*REQUIRED TASK:*
Please extract word for word the part of the rocket coupler discussion starting with "Then again, considering" and going on through "if that doesn't.".

*** SELECTED PASSAGE ***

The old coupler seems to have been paper, rather than the plastic one with the extra launch lug on it. I think that's the only reason they put the 1/8 inch ring of plastic around the coupler, and I'm not sure why they did it. I'll have to measure everything and find out if the length on the face card includes that coupler bit or not. I suspect it doesn't, but I'll make the adjustments if I need to.
I think the lug and ring is there so people can correctly space the payload tube and body tube.

Then again, considering the rest of the kit, spacing the coupler is the least of your problems.


For gluing the heavy cardstock to plastic, if you ever need to do it, one way would be to cover the side to be glued with tube type plastic cement and lay that on wax paper or hold it up with something to dry, then use thin cement to bond the dried cement to the plastic with the thin plastic cement. You could problably also press the cemented side down on the paper, but I'm not sure whether it would bond. Maybe aluminum foil or something would work if that doesn't.

*** PROVIDED INFORMATION ***

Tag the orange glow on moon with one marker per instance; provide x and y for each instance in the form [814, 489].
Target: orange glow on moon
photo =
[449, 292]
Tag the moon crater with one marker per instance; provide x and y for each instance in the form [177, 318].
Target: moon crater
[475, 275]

***

*RESPONSE TO THIS TASK:*
Then again, considering the rest of the kit, spacing the coupler is the least of your problems.


For gluing the heavy cardstock to plastic, if you ever need to do it, one way would be to cover the side to be glued with tube type plastic cement and lay that on wax paper or hold it up with something to dry, then use thin cement to bond the dried cement to the plastic with the thin plastic cement. You could problably also press the cemented side down on the paper, but I'm not sure whether it would bond. Maybe aluminum foil or something would work if that doesn't.